• Given entries:

BEGIN

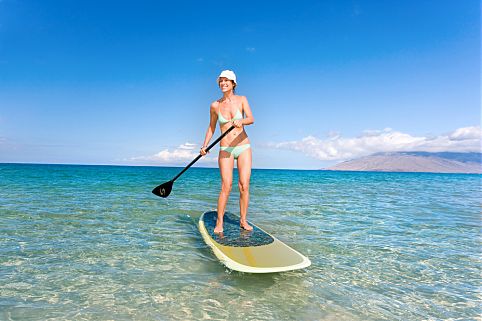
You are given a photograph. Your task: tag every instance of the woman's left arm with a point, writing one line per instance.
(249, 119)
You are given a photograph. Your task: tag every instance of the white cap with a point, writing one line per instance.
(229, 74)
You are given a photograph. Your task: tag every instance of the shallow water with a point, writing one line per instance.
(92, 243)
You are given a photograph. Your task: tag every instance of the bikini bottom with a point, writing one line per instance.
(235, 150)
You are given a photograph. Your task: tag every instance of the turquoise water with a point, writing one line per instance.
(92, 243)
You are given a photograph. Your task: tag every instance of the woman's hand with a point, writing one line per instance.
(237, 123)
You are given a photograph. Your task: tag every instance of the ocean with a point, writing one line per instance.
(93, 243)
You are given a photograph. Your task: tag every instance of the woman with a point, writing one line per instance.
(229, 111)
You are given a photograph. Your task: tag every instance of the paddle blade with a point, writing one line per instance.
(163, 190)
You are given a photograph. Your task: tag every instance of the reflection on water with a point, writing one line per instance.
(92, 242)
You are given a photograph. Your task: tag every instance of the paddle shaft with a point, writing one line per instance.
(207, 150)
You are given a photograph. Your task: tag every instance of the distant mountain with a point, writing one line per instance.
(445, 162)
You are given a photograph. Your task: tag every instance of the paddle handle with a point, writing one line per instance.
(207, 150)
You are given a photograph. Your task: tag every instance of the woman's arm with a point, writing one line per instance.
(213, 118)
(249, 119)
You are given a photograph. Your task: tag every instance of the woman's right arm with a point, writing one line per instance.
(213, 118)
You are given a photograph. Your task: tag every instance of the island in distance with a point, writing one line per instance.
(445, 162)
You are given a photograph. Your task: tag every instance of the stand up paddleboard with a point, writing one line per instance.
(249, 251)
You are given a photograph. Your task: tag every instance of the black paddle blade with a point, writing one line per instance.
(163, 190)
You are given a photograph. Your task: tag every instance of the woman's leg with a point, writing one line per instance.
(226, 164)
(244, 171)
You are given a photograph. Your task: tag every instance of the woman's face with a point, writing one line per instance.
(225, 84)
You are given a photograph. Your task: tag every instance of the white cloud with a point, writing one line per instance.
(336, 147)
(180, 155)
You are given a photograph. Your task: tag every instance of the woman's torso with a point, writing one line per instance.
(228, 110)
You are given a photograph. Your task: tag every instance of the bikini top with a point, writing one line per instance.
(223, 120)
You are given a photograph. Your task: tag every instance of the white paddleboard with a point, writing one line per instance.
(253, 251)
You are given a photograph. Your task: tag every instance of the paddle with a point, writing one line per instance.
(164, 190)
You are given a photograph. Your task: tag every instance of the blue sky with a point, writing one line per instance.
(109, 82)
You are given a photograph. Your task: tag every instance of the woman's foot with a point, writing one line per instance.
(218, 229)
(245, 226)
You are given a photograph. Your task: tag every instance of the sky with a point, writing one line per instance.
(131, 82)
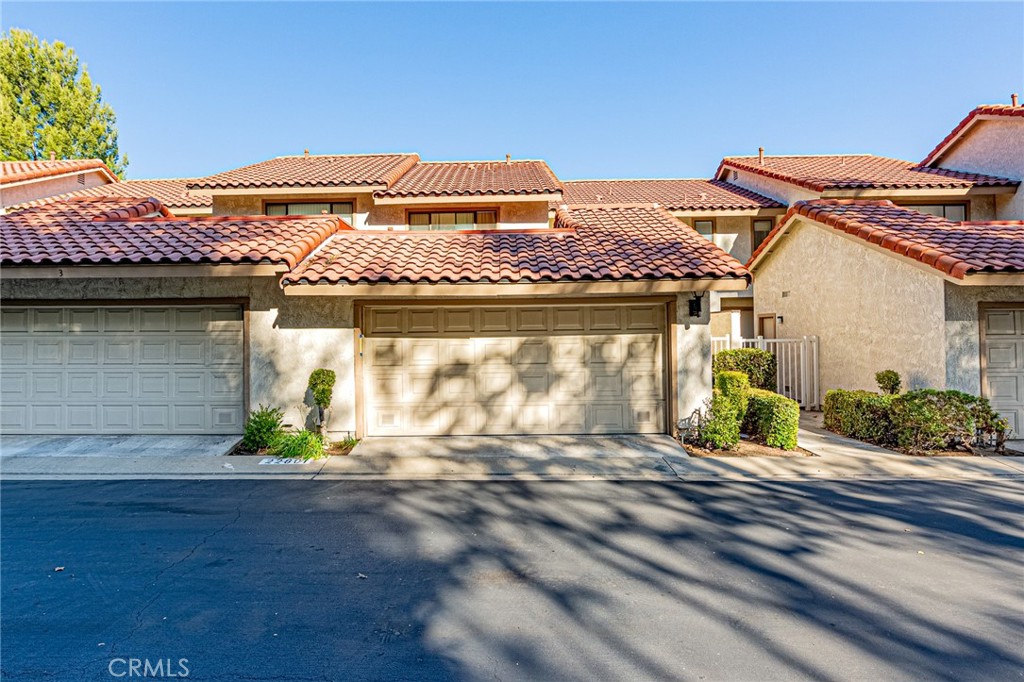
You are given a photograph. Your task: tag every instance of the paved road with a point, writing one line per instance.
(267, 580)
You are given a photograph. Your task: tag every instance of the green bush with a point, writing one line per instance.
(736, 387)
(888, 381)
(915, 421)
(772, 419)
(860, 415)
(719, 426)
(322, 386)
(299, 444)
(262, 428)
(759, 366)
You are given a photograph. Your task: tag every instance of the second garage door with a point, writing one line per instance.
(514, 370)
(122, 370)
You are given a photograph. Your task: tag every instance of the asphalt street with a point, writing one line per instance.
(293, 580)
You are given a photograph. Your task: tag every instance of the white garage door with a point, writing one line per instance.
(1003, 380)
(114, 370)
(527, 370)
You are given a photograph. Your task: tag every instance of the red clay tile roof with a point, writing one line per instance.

END

• What you are asked to do: Give back, word for word, only the lines from the one containing "of the asphalt" through the closing line of the entries.

• Answer box:
You are given a photograph. Your task: tag every instance of the asphalt street with a point, writing one line per instance.
(293, 580)
You are given a photograph. Your task: tag every instance of the white garage door with a point, writing one line per instance.
(1003, 380)
(114, 370)
(527, 370)
You are given a photograph. Your task: tag every instance of the red clay tile roof with a point, writing one line per instance.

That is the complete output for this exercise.